How to complete this task –
Pictures are to be omitted; everything else in the data must be transcribed exactly.
==== Data for this exercise
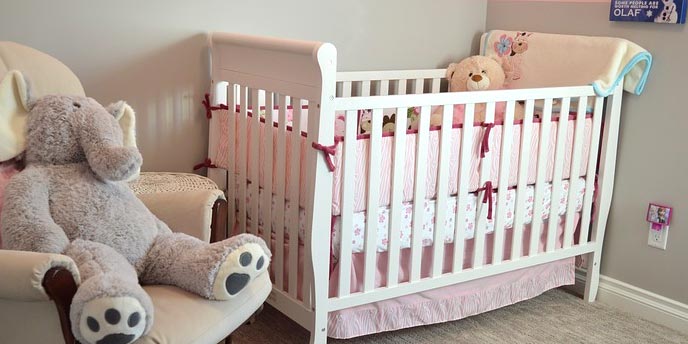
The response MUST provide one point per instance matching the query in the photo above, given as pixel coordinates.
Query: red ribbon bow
(485, 145)
(487, 198)
(209, 109)
(329, 151)
(207, 163)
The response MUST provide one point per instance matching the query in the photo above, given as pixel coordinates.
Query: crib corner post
(592, 277)
(606, 169)
(319, 199)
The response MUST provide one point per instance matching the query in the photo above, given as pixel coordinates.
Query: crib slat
(242, 163)
(504, 170)
(419, 191)
(401, 86)
(347, 210)
(574, 172)
(365, 88)
(393, 238)
(442, 191)
(418, 86)
(436, 85)
(293, 185)
(232, 150)
(462, 188)
(590, 173)
(384, 88)
(346, 89)
(255, 161)
(559, 157)
(541, 174)
(374, 157)
(280, 193)
(481, 221)
(521, 195)
(267, 168)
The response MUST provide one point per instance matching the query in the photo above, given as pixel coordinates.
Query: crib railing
(382, 83)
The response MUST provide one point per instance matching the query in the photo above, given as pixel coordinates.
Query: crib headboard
(285, 66)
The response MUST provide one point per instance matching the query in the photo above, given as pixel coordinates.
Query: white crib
(249, 72)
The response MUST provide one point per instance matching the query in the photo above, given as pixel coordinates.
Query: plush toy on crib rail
(72, 199)
(476, 73)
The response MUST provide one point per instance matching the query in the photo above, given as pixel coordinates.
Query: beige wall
(651, 164)
(151, 53)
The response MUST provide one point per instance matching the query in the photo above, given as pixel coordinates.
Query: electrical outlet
(658, 237)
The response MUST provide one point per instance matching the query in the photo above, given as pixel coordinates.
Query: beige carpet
(554, 317)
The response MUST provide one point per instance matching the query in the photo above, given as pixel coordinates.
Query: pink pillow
(7, 170)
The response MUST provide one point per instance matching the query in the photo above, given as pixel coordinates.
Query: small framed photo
(659, 214)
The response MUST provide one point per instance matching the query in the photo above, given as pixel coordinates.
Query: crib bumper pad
(474, 209)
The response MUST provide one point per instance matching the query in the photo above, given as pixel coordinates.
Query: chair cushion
(46, 74)
(182, 317)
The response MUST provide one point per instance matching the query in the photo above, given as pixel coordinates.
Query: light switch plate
(658, 237)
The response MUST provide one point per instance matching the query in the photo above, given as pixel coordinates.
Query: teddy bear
(72, 199)
(476, 73)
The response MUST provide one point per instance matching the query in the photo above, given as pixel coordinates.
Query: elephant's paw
(112, 320)
(241, 266)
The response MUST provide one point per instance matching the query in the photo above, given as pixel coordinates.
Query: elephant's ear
(126, 117)
(14, 111)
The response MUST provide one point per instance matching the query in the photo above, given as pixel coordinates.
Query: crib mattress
(473, 206)
(386, 167)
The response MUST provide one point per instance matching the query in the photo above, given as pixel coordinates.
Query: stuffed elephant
(72, 199)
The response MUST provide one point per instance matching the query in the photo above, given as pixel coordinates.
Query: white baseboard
(639, 302)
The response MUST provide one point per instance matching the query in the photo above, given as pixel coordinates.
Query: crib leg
(319, 330)
(592, 279)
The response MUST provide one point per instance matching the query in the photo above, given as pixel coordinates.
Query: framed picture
(659, 214)
(653, 11)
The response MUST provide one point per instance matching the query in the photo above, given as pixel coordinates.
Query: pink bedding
(360, 179)
(443, 304)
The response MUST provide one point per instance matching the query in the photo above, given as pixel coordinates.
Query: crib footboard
(254, 75)
(506, 193)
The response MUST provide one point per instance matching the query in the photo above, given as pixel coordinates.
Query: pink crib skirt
(442, 304)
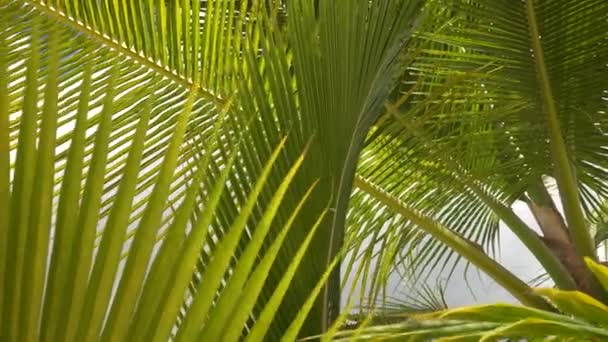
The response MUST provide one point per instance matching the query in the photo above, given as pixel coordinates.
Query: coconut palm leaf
(500, 95)
(146, 169)
(580, 318)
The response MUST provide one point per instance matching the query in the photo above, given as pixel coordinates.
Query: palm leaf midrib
(122, 49)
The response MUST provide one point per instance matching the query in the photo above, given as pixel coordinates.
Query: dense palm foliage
(202, 170)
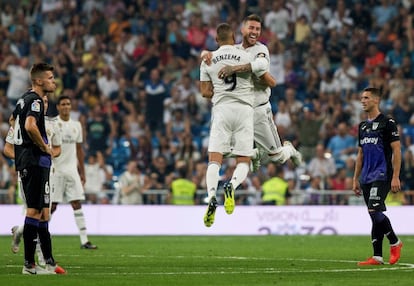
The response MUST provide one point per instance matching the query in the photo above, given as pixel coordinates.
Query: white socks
(212, 178)
(80, 222)
(239, 174)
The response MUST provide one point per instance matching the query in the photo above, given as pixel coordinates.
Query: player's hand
(206, 57)
(225, 72)
(395, 185)
(356, 188)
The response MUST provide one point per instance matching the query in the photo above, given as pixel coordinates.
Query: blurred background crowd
(132, 71)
========
Exercise answer –
The response MUST provide one point per instance matching the query in the photo above, given as pixel coordinates.
Query: red ribbon bow
(485, 145)
(487, 198)
(209, 109)
(329, 151)
(207, 163)
The response MUST provide one point per instance matching the query in the photo above, given as pixel coordinates.
Query: crib corner post
(592, 277)
(606, 169)
(319, 199)
The response MUST provide one point per instance matching the query in the photo above, given as pixel coordinates.
Query: crib slat
(242, 163)
(504, 170)
(419, 191)
(401, 86)
(347, 210)
(574, 172)
(365, 88)
(393, 238)
(442, 191)
(418, 86)
(436, 85)
(293, 185)
(232, 150)
(462, 188)
(590, 173)
(384, 88)
(346, 89)
(255, 161)
(559, 157)
(541, 174)
(374, 157)
(280, 193)
(481, 221)
(521, 195)
(267, 168)
The response MUST provide one point per instance matching the query in the photo above, given as pixel coordinates.
Query: crib railing
(382, 83)
The response MUST provide one point per instance matching the query in the photo above, given as pixel coordinates.
Query: crib headboard
(285, 66)
The response MUST provide one point per instance matching the query in the photo above, given as pixel coordinates.
Query: white crib
(249, 72)
The response MUST provide one point per instance matching the query in the photo above, given as pixel coordinates.
Query: plush toy on crib rail
(72, 199)
(476, 73)
The response MUST provide one point per instance matching the query in the photo above, given as pixel coordinates.
Query: beige wall
(651, 164)
(151, 53)
The response MUST provide one point per instance matching the query in the photo above, given as pixel coordinates.
Query: electrical outlet
(658, 237)
The response MUST provide one point per instance matching the query in the photo above, given as pixel coordinates.
Query: beige carpet
(554, 317)
The response MUST provide one point per instance matching the query in the photo above, given as pixel coordinates.
Query: pink pillow
(7, 170)
The response MUST provide one point per instance matching the query in the photo above, given as pixel coordinates.
Query: small framed photo
(659, 214)
The response MUST provide one point per instance matching the query in the photo above, given as pixel coordinates.
Query: crib bumper pad
(474, 209)
The response MUST provide one point per instance matching the query in the photo above, given as pixel coordinates.
Query: chair cushion
(46, 74)
(182, 317)
The response MUST provide one point per instance matching the query in the photo above, given as pixel coordinates.
Query: light switch plate
(658, 237)
The response MUST provide one point per instance matching the query in the photo above, given as pixel coordinates.
Query: teddy bear
(72, 199)
(476, 73)
The response MUST provide one point per instance matching the query in the photo above, given as pixel coordinates.
Query: elephant's paw
(112, 320)
(241, 266)
The response MUST provide one point per instance matching the query in the photo above, given as pixel coordinates.
Query: elephant's ear
(126, 117)
(14, 111)
The response MUST provide one point per instance matching the query in the photo above, given as pixel coordinates.
Query: crib mattress
(473, 206)
(386, 167)
The response MUST provide one point per instance matching the query in the photo above, given as pixel coordinates.
Query: stuffed elephant
(72, 199)
The response MUST provide one point per instance matching the query in the photo above, given as pixel coordinates.
Query: white baseboard
(639, 302)
The response MUST provide one point per instance matching the query in the photo above, given as pixel coordinates.
Query: crib leg
(319, 330)
(592, 279)
The response MUST provide one point per instance matching the query in the photo above, given as pixel coordinates.
Query: framed picture
(659, 214)
(653, 11)
The response MUST provide one point per instance matching the query in the photo above, given as pixel coordinates.
Query: pink bedding
(360, 179)
(443, 304)
The response MUST provide one point per instance matching the query in the photo above, given as pixel coordinates.
Query: crib footboard
(254, 75)
(506, 193)
The response MUST provide one point per instance matching the query in the photo above, given as pixel coordinates.
Query: pink crib skirt
(442, 304)
The response MUST provide one point per instance matching the query in the photo above, given as pixel coordinates.
Query: coconut palm leaf
(500, 95)
(146, 169)
(580, 318)
The response MUST provide one point per instance matching the query in the photo above, given as pixel coordinates.
Query: palm leaf midrib
(122, 49)
The response MUST provide one point per instance matching the query in the photo above, given as pixel coordinates.
Query: dense palm foliage
(202, 170)
The response MUST provide one point per instance matching the query in the photo above, given as pixel coordinates.
Query: white socks
(212, 178)
(80, 222)
(239, 174)
The response MUST provide one point per instance matching the query in the photo above, given as pixel coordinates.
Query: player's hand
(206, 57)
(225, 72)
(395, 185)
(356, 188)
The response MUST provide one point per instance matching the query in the photo above, given as pixel coordinates.
Query: blurred background crowd
(132, 71)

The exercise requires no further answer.